[WHAT TO PRODUCE]
Report every line of the entries below that contains the string "snow", matching case exactly.

[MATERIAL FOR THIS TASK]
────

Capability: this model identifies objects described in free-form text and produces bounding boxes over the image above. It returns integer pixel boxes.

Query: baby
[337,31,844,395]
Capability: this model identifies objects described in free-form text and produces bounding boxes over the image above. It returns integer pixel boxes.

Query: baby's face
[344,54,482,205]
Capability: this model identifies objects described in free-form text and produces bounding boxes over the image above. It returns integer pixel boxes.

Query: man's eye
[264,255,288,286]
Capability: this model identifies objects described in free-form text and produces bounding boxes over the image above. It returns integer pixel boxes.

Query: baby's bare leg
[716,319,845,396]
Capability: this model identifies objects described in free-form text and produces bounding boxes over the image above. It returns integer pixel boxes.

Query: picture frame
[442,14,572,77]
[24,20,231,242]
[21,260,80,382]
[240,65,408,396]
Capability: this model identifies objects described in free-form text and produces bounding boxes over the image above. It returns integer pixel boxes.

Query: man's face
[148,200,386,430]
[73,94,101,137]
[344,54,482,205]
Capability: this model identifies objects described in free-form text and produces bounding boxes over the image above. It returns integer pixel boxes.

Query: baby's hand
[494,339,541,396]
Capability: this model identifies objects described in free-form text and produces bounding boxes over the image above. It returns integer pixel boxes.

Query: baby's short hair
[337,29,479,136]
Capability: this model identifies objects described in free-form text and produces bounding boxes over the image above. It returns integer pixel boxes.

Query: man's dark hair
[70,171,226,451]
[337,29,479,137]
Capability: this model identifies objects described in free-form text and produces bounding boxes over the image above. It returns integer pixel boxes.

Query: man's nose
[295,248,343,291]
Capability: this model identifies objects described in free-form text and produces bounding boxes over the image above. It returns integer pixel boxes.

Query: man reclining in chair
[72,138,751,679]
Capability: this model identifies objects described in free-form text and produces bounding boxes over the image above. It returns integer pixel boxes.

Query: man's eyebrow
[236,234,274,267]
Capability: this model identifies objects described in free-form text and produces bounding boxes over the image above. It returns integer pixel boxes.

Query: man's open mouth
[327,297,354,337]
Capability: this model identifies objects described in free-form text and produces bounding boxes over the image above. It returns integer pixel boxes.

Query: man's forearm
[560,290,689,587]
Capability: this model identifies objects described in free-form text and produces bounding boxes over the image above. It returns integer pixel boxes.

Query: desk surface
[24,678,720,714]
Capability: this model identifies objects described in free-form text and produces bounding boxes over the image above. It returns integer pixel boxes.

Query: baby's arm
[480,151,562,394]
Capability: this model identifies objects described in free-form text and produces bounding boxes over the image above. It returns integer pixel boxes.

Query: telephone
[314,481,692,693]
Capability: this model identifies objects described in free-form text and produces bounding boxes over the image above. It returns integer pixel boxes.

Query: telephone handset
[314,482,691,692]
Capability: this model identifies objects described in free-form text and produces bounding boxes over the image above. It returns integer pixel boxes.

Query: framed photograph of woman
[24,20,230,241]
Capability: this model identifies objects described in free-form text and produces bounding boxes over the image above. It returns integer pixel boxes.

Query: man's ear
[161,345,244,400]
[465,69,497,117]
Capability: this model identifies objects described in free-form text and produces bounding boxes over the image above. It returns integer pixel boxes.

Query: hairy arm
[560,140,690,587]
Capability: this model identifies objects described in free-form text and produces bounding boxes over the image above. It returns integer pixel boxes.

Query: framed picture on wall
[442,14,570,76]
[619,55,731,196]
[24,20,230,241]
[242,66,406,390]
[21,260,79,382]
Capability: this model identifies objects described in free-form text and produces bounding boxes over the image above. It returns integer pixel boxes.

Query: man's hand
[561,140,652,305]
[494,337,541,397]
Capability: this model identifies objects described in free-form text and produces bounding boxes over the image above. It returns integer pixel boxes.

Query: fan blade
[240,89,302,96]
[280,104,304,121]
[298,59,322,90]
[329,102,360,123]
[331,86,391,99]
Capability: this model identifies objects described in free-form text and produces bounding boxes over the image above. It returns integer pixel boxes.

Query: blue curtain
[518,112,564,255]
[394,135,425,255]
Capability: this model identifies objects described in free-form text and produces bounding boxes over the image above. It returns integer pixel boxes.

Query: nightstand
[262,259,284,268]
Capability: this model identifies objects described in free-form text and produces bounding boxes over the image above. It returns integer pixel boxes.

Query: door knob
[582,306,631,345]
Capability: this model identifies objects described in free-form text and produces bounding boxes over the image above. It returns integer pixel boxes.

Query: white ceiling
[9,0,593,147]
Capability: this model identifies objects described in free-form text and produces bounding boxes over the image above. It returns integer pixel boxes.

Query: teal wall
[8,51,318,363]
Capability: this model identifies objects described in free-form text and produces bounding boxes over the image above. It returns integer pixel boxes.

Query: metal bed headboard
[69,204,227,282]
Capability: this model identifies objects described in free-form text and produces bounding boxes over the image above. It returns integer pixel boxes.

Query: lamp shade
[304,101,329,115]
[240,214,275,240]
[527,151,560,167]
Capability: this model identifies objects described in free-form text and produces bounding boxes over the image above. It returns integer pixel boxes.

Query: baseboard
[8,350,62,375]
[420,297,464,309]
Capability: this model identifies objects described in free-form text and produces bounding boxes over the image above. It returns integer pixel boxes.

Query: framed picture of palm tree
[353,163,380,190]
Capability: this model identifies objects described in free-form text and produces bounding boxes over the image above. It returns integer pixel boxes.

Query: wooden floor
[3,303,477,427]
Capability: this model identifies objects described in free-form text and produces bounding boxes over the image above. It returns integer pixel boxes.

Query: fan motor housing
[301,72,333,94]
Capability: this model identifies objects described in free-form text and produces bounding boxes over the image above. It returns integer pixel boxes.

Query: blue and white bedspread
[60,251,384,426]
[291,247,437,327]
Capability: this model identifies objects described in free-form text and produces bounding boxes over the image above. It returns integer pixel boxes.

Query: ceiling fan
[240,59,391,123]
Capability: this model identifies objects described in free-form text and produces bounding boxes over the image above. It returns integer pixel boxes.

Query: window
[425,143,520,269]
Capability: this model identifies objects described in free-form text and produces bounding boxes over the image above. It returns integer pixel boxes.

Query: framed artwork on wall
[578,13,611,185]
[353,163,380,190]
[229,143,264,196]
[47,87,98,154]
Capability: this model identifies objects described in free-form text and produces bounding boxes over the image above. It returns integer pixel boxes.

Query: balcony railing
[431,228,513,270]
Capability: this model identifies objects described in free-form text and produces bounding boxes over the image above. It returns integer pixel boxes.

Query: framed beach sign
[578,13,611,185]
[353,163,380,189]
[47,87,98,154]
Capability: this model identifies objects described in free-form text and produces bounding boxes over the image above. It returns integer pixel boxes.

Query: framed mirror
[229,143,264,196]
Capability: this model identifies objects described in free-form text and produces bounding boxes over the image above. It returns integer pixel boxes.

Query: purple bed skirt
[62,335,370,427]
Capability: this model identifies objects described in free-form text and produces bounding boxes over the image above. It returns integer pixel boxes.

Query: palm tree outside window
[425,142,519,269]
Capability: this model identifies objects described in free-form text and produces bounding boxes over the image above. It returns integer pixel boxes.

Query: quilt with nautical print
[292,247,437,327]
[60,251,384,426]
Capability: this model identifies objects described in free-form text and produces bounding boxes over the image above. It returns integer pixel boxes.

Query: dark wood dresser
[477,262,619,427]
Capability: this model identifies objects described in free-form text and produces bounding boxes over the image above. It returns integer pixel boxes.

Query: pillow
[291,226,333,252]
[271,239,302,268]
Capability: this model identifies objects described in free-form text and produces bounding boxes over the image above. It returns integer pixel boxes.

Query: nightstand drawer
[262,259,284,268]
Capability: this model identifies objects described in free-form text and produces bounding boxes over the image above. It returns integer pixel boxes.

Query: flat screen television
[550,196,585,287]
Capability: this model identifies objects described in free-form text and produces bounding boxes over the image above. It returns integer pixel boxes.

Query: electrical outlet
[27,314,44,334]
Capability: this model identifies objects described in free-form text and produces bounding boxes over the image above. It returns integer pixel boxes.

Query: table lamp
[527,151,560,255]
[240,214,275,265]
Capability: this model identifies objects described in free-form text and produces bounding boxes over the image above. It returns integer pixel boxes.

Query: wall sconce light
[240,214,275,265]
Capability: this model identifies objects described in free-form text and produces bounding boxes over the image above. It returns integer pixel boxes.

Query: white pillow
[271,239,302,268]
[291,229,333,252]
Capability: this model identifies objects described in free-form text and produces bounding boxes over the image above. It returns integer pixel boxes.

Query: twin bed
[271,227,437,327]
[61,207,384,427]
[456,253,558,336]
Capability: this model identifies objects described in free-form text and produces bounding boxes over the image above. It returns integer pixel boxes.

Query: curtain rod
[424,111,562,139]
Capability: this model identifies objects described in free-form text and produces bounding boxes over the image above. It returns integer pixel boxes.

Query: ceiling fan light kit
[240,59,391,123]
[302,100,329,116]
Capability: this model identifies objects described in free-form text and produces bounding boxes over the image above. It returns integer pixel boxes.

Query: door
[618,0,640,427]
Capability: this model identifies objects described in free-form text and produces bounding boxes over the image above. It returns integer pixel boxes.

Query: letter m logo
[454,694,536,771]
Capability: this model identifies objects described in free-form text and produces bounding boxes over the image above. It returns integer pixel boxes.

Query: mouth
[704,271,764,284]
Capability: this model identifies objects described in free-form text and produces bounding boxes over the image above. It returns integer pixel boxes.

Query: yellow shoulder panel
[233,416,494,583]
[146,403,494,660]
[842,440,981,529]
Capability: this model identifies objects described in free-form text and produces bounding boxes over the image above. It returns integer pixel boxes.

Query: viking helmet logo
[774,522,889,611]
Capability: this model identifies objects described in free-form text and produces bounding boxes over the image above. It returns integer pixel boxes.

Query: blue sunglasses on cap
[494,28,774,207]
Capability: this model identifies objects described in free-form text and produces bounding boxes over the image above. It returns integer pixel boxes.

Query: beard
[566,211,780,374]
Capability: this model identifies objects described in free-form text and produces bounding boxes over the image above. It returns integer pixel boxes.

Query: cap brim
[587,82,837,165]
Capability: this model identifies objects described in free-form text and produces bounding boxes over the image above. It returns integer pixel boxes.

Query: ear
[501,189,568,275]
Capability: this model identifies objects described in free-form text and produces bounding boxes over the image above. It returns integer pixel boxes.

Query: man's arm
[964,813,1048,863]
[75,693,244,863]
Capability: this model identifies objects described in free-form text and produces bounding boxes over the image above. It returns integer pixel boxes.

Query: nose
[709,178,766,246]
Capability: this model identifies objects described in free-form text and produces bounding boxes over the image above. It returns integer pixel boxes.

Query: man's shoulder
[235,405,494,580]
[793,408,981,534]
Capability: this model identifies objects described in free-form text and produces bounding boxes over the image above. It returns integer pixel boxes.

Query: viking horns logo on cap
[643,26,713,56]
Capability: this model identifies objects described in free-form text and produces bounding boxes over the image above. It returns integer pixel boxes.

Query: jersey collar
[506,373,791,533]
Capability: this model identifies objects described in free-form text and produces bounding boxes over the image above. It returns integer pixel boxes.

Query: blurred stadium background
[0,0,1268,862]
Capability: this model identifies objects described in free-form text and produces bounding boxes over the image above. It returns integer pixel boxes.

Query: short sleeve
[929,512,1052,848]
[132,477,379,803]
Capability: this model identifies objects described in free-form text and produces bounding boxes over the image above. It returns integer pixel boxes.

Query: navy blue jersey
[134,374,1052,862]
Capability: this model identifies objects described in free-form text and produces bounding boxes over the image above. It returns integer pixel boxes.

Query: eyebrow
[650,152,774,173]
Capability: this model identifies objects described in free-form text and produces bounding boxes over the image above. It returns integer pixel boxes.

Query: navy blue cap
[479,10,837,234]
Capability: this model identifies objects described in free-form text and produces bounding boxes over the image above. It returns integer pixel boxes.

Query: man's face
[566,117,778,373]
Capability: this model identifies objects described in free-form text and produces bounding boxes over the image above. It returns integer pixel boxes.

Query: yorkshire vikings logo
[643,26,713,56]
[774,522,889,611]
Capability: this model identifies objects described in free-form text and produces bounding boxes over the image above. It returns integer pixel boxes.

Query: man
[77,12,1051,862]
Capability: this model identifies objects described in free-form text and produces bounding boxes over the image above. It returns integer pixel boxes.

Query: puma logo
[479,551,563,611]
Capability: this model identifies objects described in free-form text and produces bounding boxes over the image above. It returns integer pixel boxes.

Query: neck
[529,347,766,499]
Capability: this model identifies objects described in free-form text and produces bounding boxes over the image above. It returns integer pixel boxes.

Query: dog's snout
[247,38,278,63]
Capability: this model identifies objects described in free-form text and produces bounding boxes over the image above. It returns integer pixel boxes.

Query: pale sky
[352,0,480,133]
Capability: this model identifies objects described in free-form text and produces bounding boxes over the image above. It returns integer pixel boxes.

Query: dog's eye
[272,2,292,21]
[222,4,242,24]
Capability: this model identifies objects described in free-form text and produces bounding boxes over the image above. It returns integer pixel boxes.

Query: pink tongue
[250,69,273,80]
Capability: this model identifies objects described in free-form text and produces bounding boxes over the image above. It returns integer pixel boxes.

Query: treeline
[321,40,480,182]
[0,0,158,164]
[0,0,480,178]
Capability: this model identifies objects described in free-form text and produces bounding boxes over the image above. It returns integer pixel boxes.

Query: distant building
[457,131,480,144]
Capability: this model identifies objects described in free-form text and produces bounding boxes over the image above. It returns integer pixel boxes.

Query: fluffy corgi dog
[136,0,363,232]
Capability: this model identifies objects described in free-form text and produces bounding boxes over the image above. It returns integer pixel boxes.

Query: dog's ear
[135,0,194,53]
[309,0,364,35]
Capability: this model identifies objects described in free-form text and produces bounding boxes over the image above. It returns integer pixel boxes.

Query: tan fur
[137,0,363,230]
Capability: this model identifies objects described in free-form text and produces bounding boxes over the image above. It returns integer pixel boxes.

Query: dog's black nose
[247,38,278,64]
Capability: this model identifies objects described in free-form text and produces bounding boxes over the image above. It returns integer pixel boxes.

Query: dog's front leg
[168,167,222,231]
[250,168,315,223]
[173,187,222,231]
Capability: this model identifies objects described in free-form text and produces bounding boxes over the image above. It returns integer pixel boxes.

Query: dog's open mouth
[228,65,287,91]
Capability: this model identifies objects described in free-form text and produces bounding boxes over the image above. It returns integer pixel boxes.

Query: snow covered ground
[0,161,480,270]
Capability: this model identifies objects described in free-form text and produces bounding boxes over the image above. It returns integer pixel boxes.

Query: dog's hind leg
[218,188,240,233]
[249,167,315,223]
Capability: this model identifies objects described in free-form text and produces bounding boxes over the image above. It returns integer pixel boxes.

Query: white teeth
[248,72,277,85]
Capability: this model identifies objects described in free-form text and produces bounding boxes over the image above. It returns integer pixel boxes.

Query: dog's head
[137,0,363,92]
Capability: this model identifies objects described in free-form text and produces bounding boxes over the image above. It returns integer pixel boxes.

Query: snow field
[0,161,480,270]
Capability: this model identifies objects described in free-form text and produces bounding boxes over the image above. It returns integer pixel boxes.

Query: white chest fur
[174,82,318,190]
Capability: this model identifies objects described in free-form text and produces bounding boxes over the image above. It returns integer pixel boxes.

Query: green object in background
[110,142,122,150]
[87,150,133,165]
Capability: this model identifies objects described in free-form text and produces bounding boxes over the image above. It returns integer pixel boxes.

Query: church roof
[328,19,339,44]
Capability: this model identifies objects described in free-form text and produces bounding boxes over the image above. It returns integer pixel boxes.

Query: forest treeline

────

[OUTPUT BELOW]
Query: snow covered ground
Query: snow field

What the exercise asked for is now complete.